- **INSTRUCTIONS FOR THE TASK**: Extract each line of the records below that contains the word "wall".

___ DATA FOR THIS TASK ___

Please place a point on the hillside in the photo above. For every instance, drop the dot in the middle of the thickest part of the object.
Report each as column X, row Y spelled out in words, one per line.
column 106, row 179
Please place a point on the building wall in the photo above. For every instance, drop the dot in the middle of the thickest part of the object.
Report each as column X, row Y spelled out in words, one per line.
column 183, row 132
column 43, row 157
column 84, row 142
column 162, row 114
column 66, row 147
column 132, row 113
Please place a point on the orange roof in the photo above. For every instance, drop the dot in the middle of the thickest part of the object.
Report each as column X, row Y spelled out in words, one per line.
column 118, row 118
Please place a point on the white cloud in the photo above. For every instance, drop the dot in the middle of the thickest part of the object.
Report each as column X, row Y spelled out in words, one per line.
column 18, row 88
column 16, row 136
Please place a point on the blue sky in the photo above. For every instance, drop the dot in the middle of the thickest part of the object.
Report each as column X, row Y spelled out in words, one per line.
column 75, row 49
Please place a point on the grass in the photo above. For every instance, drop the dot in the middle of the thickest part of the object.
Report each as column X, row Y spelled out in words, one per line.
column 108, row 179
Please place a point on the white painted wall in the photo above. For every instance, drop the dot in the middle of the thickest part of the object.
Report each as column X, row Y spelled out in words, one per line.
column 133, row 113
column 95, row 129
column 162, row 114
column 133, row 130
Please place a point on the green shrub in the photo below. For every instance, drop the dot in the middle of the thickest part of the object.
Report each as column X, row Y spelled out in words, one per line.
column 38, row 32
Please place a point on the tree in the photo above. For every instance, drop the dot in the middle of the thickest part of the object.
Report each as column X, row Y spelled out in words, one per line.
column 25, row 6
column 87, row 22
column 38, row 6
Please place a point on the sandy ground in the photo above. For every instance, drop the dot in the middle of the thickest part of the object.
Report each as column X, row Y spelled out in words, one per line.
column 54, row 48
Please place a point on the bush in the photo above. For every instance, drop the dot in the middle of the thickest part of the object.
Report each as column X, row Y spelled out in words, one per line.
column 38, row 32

___

- **EXERCISE ANSWER**:
Please place a point on the building wall in the photo above. For every instance, drop the dot in the middle of the thickest part of the object.
Please place a point on the white painted wall in the photo above. For every instance, drop the dot in the middle of the thickest part of the object.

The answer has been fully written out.